## [Work order]
Copy every entry exactly as given, minus the images.

[Point localization data]
★ ★ ★ ★ ★
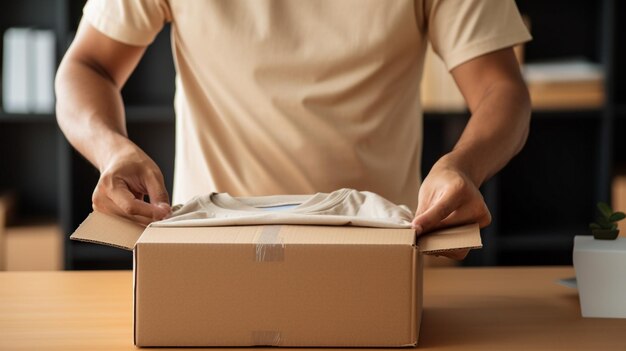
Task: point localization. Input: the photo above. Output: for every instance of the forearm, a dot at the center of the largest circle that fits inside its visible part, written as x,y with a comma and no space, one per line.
496,131
90,111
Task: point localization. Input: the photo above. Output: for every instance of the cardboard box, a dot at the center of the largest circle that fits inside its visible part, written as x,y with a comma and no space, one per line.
37,246
275,285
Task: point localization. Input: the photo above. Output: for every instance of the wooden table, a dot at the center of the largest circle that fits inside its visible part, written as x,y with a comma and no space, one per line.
465,309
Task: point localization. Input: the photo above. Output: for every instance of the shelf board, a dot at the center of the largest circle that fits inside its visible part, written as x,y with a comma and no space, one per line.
548,240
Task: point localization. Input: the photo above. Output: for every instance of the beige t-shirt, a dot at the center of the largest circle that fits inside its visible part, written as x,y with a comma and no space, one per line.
295,97
341,207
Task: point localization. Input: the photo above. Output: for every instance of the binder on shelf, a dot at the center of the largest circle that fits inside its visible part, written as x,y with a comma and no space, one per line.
28,67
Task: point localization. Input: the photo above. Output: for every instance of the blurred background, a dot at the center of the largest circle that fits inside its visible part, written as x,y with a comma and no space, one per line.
574,156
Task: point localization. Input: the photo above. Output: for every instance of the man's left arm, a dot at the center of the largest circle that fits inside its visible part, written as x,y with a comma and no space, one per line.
500,108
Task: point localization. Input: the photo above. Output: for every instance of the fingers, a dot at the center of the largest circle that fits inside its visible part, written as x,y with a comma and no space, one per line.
102,203
448,198
113,195
435,214
158,195
474,212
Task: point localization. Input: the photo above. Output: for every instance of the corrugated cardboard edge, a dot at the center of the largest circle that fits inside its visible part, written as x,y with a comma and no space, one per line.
108,230
450,239
416,299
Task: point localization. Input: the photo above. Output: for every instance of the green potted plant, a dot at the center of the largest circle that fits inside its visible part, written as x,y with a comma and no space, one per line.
605,226
600,263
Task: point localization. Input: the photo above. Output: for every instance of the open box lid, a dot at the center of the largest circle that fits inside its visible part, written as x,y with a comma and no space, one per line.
114,231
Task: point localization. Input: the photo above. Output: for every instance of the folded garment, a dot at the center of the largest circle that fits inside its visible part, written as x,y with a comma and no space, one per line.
340,207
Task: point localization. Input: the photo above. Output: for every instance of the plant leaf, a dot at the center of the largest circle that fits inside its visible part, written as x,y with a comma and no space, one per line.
617,216
605,209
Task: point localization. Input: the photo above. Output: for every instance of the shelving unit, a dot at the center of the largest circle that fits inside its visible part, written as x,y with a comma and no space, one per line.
539,202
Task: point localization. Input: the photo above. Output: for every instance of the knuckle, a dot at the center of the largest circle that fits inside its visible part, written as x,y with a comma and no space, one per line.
128,208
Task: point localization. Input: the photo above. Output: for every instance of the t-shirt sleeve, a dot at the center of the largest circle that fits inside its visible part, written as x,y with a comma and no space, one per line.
133,22
460,30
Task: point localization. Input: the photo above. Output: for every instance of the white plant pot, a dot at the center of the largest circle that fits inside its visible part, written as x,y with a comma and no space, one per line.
601,276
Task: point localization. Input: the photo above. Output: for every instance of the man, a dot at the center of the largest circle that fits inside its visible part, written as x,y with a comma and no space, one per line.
282,96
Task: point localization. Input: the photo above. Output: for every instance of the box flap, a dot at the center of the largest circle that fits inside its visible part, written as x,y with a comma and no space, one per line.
444,241
108,230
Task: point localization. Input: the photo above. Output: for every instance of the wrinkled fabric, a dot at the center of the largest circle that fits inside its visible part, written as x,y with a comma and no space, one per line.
341,207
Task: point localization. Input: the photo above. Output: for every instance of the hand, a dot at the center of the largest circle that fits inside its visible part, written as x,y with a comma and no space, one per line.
123,183
448,197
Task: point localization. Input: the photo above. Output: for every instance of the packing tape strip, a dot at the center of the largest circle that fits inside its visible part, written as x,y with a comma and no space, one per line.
266,337
269,245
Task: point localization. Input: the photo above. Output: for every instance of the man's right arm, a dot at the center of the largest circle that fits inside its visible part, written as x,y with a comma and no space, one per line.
90,112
★ ★ ★ ★ ★
## [Solution to this problem]
Task: point localization. Input: the photo above. Output: for every instance of the forearm, a dot at the center of the largest circle that fits inside its visible part, written as x,y with a comma and no space, one per line.
496,131
90,111
Task: point localization. Input: the photo above. Output: for every instance of the cardboard box, a dot at the center of the largest circle that fits inside its visible part, written as x,y with a comma and no space, one per line.
37,246
275,285
Task: point localization. Input: the photo above. Output: for every instance of the wooden table, a dot at the center of the largest circle that fits inside its visible part, written as x,y with a comma and no space, one per line.
465,309
Task: point localization. Input: the photo above. Output: for every instance of the shelf board, a dot at the center of the largest circle that fits inside its visible part, written as x,y with a comma and no space, one per line.
548,240
Task: point localization. Input: the photo above. Output: for every instance of the beige t-shirt, a dot at the center of the largest circle that fits inside its visible part, written as x,y with a comma and no space, one per line.
295,97
341,207
Task: point localization. Input: the photo above. Output: for every instance of the binder on shelf, a dot at the center of the largest circle that fits inside its visible part, written as x,y with a comma and no space, one per line.
28,67
Task: point localization. Input: the photo above. Output: for every instance of the blurred background, a dot at the center of the largest circle that fits inside its visible part, written as x,y with a comma and no space, one per line.
574,156
Task: point localization. Input: the photo above. Output: for every instance of the man's left arm, a dot at the center of the largest circle that fits inside its visible part, written as x,y with a comma and no space, one per line.
500,108
Task: point localization. Input: the photo above. Output: for every instance of the fingers, a dot at the center of the largest circle that fits inside its visible part, written as x,y with a comma and no space, one per line.
102,203
448,198
113,195
435,214
158,195
474,212
Task: point localization. Input: the photo above. Output: for every instance of the corrugated cardboard edge, a dot at the center of the largest circle that fits inside its visible part, written as x,y with a comma and no space, one per line.
108,230
450,239
416,299
Task: point localization. Input: the photo above. Output: for every instance of the green potted plant, a dot at the center of the largest circle that fits inside its visible part, written as x,y with a comma and no space, one per line.
605,226
600,263
Task: point localization. Input: the photo above. Output: for every instance of the open box lid, a dot at the center of the largest circle that fits inside its visible part, written as x,y with a comma and no space, one per line.
114,231
Task: point localization. Input: the photo above. Output: for every instance of the folded garment, a dot at the center of the largest circle that fits inside its visible part, written as x,y with a comma and no space, one per line.
340,207
Task: point localization. Input: the photo above. Output: for every instance of the plant leaf, a dot at the center of the largest circle that fits inside its visible part, written as x,y with a comma and no space, one per line.
617,216
605,209
Task: point localization. Input: the photo above. Output: for every instance of the shelving unit, a dot at the center of the largest circle that fits inside its visible part, written as x,y with a comma and no space, one per line.
539,202
Task: point localization. Input: the photo above. Output: for every instance of the knuckle, a dot at the center of the largest circle that fits inside its visible part, written as x,y with a comma and no space, one per line.
128,208
Task: point localization. Input: the photo above. Output: for every instance of the t-shirt sleeve, a dot at the center of the largest circle that fits inside its visible part, written as x,y with a comma and no space, one per line.
133,22
460,30
Task: point localization. Input: the photo above. Output: for every instance of the white plant pot, a dot at the center of the largest circle that fits inside its visible part, written as x,y with a comma and no space, one per line.
601,276
Task: point localization. Input: the photo above. Output: for every instance of the man, a dot at the center of the largest circle that fits inside its visible part, written as x,y with a comma and no space, one per line.
282,96
Task: point localization. Input: the photo above. Output: for every instance of the box flap, a dot at the center of the largest circle that fits inside its visible part, written as x,y with a comma and no space, one per line.
444,241
108,230
Task: point localization. Input: the photo above. Output: for every instance of the wrinkled fabric, a dot at the center of the largest circle that fits inside its visible part, written as x,y with a comma and no space, one per line.
341,207
Task: point localization. Input: the photo above. Output: for every instance of the hand, a dot at the center of the largest circle that fits inside its visible part, written as x,y with a comma and no space, one per line.
123,183
448,197
Task: point localization. Input: the photo above. Output: for every instance of the packing tape strip, a dot at the center of the largest circle that fits inside its visible part, written as x,y with a comma and no space, one per line.
266,337
269,245
Task: point localization. Input: the photo above. Output: for every instance of the man's right arm, a dot at the center of the largest circle that fits inside its visible part, written as x,y with a comma and no space, one per line.
90,112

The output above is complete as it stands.